Back in college the politicization and brutal feminization of the academy left my soul yearning for some deep, profound well of manly honor, integrity, brotherhood, and justice which I'd read about in the Greats, but never encountered upon the campus which were supposedly built in Wisdom's honor. I'd just broken up with another girlfriend, as the psychobabblers had gotten a hold of her, I'd again found myself with differing views pertaining to the value of life. I entertained some ideas of attending law school, but after pondering the natures of the loophole lawyers in congress, I wasn't so sure that that was the way I wanted to be remembered by eternity. From the manner in which I was routinely castigated for expressing my core values in classes, and from the general lethargy, ennui, and pointless parroting which dominated the class when I wasn't, I knew that I would not last long in academia, nor law school, nor any other institution which had been commandeered by the postmodernism ethos. There are some men who excel in such arenas, but I knew from early on that I was not one of them. I could do it, but it would be worth nothing to me.
I'll admit that at times I was pretty depressed in college, surrounded by so many brown-nosers and corner-cutters to whom the system seemed taylored to. Instacrats, who did not wish to create, nor build, nor serve, but only to administrate. Proud, vain, petty people who knew not of the infinite, reverent sadness in all things profound, who remembered not the sacrifices made by so many who labored and fought for the love of Truth. Mere materialists who indulged, indulged, and indulged, and then expected the poor, gentleman professor, who taught Shakespeare as if it were scripture, to indulge them. I longed for the definitive order of the soul, for those who sought not to twist words for monetary gain, but for those who sought to define words by selfless action, always loyal to higher ideals.
Perhaps the relatively straight path leading me towards military service originated one evening in the library, as I was browsing through the dusty section on naval history. It was there that I came across John Paul Jones. Jones was the first admiral of the American Navy, and he fought what has become perhaps the most famous naval battle in the history of American seamanship. As night fell close to England one September, just off of Flamborough Head, Jones' ship, financed by Benjamin Franklin and called Bonhomme Richard, crossed a merchant envoy lead by a mighty British vessel, The H.M.S. Serapis. The Serapis was a veritable Ship of The Line, a fifty gun frigate under Captain Richard Pearson, with a hull sheathed in copper to augment the ship's speed. The Bonhomme Richard was an old, half-rotten East Indiaman.
At the first exchange of broadsides, two of Jones' heaviest guns burst, and thus he knew that a gun battle would be fatal for his ship and crew. Thus he decided to board the Serapis. However, the British ship was too quick, so they continued exchanging broadsides from over eighty total canon, as Jones maneuvered the clumsy Indiaman closer and closer, always lagging and out of position for returning the raking broadsides. Finally Jones was able to collide with the stern of the Serapis, like a tired, beaten fighter hanging onto his opponent. The British Captain, knowing that he had demonstrated his ship's supremacy, called out in the augmenting darkness,
"Has your ship struck?"
And to this, Jones delivered his immortal reply,
"I have not ye begun to fight."

INSTRUCTION A: Decide whether each statement agrees with the passage on college and John Paul Jones: (i) the Bonhomme Richard was financed by Benjamin Franklin; (ii) the Serapis carried thirty guns; (iii) the narrator first came across Jones in a classroom. Answer each with yes or no and quote the deciding words.

RECORDS SUPPLIED:
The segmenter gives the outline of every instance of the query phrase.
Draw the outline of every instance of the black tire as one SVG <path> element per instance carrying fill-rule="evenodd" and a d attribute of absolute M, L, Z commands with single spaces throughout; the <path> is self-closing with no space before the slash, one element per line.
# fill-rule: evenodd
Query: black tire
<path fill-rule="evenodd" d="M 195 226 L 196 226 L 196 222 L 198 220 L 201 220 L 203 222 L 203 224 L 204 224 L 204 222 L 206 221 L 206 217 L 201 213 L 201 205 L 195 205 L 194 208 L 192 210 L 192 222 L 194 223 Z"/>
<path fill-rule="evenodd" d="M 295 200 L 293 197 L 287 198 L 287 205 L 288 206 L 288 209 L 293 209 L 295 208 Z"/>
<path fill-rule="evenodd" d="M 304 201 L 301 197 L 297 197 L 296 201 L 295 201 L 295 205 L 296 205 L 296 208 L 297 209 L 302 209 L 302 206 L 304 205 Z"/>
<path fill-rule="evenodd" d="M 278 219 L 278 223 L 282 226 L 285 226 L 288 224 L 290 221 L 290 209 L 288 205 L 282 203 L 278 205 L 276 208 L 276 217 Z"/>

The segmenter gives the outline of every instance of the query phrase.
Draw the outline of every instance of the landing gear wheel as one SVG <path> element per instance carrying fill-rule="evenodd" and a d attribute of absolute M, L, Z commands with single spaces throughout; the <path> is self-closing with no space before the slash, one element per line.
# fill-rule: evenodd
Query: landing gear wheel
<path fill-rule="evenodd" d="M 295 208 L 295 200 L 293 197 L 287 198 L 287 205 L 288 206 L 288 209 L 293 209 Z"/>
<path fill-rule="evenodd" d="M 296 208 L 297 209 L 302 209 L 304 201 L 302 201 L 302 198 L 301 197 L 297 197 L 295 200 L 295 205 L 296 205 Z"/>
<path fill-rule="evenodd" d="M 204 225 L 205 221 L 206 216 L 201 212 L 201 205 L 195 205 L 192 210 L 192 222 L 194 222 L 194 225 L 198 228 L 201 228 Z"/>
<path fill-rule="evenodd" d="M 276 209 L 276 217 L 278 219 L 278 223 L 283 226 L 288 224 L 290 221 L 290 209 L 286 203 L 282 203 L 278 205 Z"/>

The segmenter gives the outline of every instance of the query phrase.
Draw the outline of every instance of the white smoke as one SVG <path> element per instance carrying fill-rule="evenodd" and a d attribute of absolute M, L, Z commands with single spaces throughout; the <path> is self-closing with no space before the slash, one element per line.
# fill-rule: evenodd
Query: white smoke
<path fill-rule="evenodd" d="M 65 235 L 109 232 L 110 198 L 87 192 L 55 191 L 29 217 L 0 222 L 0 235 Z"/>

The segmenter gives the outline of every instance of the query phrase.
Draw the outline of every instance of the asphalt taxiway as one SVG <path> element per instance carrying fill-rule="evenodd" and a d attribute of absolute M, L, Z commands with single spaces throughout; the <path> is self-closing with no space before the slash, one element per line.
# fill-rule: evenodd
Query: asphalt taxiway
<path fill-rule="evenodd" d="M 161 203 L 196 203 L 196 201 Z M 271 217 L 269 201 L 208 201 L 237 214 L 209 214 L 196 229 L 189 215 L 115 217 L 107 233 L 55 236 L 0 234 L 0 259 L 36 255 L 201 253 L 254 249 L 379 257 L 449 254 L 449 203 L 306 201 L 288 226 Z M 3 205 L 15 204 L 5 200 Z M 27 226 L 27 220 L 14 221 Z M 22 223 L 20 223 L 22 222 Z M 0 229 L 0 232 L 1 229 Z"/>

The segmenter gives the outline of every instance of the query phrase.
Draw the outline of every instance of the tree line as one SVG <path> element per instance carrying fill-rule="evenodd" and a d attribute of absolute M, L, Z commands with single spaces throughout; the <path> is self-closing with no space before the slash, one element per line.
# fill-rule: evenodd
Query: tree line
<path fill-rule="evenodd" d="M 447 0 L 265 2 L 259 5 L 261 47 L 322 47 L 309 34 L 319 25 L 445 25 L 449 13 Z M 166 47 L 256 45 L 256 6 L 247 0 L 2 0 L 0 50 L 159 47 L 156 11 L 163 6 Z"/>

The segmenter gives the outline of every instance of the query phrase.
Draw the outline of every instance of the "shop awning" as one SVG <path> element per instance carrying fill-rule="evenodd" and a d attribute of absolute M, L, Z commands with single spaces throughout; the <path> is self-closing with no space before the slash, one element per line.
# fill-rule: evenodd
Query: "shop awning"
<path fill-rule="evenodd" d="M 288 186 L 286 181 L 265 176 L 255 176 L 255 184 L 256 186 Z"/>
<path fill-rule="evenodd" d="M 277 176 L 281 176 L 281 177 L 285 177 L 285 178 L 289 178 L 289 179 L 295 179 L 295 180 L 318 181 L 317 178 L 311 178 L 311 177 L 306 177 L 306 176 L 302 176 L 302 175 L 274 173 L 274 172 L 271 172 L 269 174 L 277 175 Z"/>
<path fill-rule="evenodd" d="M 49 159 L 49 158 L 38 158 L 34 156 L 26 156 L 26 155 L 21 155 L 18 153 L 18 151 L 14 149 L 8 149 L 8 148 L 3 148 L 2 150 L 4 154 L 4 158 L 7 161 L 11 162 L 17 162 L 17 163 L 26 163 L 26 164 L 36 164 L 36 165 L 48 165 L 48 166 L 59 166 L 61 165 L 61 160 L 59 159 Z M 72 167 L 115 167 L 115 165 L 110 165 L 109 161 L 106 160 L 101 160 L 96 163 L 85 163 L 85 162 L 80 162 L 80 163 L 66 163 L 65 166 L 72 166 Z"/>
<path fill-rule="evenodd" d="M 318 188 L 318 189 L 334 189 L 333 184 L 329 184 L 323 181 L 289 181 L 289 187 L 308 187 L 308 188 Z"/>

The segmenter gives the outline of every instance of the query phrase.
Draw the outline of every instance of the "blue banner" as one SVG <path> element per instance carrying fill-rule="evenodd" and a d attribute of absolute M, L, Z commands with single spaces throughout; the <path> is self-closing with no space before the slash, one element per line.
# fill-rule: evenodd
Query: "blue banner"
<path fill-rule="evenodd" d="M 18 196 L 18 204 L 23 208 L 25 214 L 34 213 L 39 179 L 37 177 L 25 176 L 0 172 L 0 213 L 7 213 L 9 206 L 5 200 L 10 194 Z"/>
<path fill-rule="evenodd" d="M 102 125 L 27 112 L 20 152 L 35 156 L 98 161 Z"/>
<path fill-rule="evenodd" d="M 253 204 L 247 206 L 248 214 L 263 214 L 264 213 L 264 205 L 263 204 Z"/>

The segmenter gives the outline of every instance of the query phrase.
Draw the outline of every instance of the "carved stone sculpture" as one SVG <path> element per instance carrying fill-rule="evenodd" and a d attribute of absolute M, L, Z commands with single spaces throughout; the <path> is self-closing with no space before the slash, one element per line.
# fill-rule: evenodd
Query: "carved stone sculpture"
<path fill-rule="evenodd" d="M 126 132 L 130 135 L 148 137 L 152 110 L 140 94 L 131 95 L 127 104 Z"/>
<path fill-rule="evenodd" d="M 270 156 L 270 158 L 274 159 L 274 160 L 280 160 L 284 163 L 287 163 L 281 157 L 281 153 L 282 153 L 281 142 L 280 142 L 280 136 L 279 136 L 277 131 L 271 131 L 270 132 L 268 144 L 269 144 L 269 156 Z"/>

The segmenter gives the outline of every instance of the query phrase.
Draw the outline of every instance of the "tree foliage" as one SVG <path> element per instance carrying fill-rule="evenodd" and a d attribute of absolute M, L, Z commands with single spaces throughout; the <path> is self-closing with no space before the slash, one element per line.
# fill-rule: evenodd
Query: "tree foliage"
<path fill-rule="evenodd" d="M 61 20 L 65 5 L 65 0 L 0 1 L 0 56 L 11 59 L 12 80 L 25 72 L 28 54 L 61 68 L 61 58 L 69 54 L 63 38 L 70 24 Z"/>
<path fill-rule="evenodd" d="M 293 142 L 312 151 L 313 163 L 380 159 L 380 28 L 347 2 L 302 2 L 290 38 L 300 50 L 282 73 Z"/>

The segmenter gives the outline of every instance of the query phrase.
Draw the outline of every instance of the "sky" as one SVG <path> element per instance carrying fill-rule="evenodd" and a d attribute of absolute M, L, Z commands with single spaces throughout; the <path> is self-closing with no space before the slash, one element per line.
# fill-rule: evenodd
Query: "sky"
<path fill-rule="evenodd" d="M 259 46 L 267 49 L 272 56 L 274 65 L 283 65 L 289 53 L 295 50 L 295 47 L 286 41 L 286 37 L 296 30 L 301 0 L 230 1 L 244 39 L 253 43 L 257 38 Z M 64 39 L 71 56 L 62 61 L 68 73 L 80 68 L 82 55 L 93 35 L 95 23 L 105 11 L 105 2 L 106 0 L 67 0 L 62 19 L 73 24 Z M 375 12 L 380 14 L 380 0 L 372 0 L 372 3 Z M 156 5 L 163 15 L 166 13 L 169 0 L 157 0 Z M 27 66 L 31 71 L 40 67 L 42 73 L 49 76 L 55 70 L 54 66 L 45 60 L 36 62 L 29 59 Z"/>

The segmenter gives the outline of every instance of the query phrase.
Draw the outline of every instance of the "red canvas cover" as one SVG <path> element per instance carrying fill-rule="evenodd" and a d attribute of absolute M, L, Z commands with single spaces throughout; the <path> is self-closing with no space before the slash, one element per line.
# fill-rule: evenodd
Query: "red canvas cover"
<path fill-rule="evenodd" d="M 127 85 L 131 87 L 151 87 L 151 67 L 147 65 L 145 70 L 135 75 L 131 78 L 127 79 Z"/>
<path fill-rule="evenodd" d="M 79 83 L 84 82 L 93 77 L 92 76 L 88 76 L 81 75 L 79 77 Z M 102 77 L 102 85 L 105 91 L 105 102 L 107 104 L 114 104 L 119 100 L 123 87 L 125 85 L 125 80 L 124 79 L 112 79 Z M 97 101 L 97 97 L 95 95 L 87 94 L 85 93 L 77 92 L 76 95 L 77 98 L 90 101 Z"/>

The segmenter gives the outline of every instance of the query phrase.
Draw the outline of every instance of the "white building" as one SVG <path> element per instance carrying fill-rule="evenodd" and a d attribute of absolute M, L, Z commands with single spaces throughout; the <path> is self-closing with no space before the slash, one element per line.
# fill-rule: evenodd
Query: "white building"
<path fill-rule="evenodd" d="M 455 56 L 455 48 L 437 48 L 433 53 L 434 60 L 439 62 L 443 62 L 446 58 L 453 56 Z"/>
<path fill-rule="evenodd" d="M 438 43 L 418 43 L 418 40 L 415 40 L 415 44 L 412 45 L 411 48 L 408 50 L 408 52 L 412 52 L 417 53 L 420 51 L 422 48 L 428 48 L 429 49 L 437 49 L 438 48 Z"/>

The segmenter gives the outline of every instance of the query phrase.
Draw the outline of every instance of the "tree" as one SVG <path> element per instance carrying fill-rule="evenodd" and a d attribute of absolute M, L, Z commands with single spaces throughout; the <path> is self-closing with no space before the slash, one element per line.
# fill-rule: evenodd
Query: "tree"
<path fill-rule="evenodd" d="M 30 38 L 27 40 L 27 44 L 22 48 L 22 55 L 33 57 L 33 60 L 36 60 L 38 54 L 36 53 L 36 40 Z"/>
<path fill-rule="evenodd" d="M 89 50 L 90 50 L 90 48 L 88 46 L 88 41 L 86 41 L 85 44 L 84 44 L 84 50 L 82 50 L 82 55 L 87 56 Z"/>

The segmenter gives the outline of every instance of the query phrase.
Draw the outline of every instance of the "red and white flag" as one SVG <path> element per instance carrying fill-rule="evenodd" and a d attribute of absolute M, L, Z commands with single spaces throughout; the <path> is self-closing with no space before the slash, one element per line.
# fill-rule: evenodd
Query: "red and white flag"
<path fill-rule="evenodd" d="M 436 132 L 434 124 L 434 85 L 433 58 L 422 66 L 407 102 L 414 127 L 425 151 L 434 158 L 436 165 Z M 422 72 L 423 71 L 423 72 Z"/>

INSTRUCTION B: List every line of the entries that contains the string "black". Case counts.

SOLUTION A:
(i) Yes: "Jones' ship, financed by Benjamin Franklin and called Bonhomme Richard"
(ii) No: "a fifty gun frigate under Captain Richard Pearson"
(iii) No: "one evening in the library, as I was browsing through the dusty section on naval history"

SOLUTION B:
Draw the outline of every instance of the black tire as one SVG <path> element per instance carrying fill-rule="evenodd" and a d attribute of absolute M, L, Z commands with single spaces throughout; the <path> is self-closing with no space before the slash, one element per line.
Query: black tire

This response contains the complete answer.